Object detection data:
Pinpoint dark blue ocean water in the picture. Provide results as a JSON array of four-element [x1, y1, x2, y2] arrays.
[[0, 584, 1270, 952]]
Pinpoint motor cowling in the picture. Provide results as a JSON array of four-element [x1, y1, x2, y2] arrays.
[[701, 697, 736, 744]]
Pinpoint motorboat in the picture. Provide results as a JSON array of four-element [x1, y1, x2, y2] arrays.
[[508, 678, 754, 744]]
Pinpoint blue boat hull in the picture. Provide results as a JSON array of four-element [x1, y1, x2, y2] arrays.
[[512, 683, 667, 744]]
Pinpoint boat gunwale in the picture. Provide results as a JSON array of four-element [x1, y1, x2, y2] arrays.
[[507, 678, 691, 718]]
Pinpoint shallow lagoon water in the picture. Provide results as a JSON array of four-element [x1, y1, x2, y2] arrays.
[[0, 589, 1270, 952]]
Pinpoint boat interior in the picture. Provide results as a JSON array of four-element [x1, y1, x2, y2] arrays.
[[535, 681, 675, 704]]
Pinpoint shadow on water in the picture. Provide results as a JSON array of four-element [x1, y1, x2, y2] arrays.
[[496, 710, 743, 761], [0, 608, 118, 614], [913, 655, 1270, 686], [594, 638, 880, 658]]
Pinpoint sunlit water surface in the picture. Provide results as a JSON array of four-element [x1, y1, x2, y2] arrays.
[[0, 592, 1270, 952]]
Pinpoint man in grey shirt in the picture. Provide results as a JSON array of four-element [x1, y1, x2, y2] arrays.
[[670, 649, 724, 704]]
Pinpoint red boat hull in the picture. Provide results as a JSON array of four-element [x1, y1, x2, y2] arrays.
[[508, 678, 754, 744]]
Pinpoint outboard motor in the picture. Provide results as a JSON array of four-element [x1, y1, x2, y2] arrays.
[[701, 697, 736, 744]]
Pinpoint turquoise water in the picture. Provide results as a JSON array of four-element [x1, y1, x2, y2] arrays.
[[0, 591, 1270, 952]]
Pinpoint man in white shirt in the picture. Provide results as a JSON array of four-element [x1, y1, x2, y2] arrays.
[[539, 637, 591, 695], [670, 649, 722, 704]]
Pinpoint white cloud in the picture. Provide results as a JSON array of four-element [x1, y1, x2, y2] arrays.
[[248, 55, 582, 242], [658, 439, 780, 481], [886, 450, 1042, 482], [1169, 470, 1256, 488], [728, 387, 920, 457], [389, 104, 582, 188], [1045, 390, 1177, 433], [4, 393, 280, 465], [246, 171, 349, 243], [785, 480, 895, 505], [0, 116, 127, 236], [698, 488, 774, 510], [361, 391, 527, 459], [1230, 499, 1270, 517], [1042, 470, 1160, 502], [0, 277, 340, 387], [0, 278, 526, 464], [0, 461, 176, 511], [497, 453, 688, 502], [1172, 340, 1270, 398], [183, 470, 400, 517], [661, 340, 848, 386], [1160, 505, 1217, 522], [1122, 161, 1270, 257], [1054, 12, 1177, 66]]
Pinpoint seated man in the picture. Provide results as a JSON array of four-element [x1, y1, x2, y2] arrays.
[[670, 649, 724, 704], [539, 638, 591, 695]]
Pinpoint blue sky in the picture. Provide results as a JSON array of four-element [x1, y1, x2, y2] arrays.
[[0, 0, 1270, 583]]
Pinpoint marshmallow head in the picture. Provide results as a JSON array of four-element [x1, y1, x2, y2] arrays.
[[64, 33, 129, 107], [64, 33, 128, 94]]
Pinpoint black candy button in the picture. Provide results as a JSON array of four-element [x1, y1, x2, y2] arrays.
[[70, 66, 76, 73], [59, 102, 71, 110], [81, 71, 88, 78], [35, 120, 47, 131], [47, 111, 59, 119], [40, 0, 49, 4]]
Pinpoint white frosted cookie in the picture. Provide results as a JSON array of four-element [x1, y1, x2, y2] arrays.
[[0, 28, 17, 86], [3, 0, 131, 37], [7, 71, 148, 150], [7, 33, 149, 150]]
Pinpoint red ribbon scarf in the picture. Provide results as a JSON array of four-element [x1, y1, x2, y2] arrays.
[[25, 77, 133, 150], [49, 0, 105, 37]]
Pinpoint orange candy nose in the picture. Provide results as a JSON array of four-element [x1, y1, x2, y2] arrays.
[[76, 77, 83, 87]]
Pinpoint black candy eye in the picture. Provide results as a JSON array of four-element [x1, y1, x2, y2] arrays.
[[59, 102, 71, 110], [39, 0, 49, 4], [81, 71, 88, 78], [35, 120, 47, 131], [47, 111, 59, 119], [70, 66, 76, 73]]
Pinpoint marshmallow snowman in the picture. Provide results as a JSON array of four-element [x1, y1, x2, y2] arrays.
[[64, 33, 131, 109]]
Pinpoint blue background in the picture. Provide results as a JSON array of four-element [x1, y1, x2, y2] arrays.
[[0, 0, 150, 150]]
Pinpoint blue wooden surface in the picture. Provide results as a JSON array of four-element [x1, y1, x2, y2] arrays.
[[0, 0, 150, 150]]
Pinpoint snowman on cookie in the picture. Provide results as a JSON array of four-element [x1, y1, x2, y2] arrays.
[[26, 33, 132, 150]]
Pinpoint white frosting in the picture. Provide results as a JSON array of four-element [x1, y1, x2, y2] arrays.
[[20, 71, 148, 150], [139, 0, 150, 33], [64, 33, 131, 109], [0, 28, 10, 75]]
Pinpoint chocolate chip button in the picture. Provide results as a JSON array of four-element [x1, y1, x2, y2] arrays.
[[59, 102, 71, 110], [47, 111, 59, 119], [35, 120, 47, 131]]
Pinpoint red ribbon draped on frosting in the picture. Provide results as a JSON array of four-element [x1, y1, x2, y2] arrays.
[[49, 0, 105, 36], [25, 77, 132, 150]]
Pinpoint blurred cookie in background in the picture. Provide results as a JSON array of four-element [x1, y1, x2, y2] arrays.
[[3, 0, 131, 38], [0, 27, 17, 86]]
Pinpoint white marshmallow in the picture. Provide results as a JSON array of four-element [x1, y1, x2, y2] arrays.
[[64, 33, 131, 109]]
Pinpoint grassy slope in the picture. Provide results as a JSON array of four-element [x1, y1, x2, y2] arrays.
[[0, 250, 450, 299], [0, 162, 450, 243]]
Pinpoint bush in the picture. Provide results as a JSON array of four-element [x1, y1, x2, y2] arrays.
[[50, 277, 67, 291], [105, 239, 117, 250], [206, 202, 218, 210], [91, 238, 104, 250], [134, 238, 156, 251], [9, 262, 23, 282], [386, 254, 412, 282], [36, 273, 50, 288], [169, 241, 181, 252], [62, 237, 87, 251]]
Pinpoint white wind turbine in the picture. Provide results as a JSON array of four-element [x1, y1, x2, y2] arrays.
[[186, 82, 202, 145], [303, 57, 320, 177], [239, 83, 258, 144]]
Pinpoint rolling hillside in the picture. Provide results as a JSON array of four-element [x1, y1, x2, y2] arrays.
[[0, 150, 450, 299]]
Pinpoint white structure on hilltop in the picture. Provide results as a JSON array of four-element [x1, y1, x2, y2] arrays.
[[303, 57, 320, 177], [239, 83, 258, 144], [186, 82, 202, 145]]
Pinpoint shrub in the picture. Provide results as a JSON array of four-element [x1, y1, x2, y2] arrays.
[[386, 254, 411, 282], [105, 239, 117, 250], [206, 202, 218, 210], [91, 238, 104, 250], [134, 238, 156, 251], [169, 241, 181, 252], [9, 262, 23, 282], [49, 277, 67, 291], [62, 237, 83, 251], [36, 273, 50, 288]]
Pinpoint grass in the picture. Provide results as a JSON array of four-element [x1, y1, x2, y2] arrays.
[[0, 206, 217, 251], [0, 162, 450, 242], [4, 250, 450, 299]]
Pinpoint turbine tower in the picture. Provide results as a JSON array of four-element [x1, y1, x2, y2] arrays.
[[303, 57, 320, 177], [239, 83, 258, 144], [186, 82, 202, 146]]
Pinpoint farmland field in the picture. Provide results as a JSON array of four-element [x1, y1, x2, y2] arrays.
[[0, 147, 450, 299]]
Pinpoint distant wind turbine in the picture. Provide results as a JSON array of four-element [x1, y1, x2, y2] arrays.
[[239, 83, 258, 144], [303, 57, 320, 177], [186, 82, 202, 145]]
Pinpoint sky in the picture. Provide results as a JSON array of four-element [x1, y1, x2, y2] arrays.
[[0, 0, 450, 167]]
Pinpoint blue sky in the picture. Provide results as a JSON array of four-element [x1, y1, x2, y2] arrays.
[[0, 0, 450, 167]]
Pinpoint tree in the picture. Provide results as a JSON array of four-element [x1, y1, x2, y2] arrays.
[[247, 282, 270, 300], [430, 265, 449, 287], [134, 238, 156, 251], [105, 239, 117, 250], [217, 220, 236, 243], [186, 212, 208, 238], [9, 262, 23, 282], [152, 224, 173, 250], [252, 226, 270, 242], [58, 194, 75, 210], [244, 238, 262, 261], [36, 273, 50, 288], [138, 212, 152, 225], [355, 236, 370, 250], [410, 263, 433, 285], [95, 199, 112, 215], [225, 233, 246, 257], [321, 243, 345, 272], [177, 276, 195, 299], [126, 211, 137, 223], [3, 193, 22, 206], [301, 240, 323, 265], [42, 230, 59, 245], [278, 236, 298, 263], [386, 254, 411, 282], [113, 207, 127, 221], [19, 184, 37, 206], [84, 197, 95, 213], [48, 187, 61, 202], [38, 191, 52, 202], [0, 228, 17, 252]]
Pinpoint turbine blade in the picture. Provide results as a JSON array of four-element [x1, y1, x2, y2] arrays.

> **WORK TO BE COMPLETED**
Give everything in the material from the line containing "Pinpoint white structure" down to the line containing "144], [186, 82, 202, 145]]", including both, as a numbered list with blank lines left out.

> **TASK OUTPUT**
1. Pinpoint white structure on hilltop in the picture. Provide results as a JSON array of four-element [x1, y1, x2, y2] arrays.
2. [[303, 57, 320, 177], [239, 83, 258, 144], [186, 82, 202, 145]]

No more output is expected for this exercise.